# Direction:
Write out precisely the lines beginning with the line that contains "Mark a point on each instance of the man's chin" and ending with the last line of the entries, and no other lines.

# Entries shown:
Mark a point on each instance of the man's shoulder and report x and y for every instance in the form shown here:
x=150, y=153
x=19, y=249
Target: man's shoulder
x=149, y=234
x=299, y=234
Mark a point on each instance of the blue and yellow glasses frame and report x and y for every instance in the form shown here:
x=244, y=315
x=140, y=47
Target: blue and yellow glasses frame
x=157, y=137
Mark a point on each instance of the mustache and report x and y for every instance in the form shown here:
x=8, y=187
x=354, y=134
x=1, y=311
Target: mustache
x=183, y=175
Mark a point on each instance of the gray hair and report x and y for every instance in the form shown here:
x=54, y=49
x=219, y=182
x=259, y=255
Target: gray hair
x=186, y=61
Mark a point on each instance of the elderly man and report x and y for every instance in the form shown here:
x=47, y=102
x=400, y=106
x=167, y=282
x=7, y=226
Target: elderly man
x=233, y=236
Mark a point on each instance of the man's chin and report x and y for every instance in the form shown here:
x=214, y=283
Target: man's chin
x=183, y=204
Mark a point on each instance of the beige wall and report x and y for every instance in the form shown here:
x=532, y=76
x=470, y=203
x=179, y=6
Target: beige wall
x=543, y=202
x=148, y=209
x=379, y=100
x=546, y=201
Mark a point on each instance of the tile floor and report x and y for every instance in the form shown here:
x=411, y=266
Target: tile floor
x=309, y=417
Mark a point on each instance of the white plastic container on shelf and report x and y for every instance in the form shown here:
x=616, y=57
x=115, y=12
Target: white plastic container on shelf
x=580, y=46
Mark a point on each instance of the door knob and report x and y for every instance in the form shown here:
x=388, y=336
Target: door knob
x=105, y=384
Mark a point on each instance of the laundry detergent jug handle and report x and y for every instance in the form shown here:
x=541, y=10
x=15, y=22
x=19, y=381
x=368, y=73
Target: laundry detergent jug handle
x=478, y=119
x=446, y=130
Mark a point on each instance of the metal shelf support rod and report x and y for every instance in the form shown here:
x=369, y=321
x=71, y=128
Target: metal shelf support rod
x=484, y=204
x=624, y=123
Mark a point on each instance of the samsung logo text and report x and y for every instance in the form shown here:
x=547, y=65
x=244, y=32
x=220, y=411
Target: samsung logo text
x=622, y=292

# Solution for this problem:
Mark a point on each instance of the man's chin and report x and y for every instance in the form shown here:
x=214, y=283
Target: man's chin
x=183, y=204
Mark a point on each instance of the beige wall and report x and y for every instance in the form shown here:
x=532, y=76
x=470, y=203
x=179, y=6
Target: beige wall
x=543, y=202
x=148, y=209
x=379, y=100
x=546, y=201
Mark a point on each instance of the tile floor and report x and y for every instance in the form shown here:
x=411, y=266
Target: tile floor
x=309, y=417
Mark a point on each instance of the white plastic container on shelf and report x and y for every instance in the form shown here:
x=616, y=57
x=115, y=12
Target: white plastic container on shelf
x=580, y=46
Mark a point on each instance of the door knob and report x and y for every instance in the form shown here:
x=388, y=336
Target: door knob
x=105, y=384
Mark a point on each instance of the laundry detergent jug handle and report x and y for every instance in the form shown here:
x=541, y=10
x=15, y=22
x=19, y=381
x=368, y=73
Target: laundry detergent jug handle
x=478, y=119
x=446, y=130
Mark a point on each instance of the metal shelf support rod and report x and y for every instance in the form shown here:
x=369, y=321
x=71, y=128
Target: metal shelf support rod
x=484, y=204
x=624, y=123
Mark a point on each instance of the samsung logo text and report x and y for every instance in the form shown here:
x=547, y=65
x=244, y=32
x=220, y=411
Target: samsung logo text
x=622, y=292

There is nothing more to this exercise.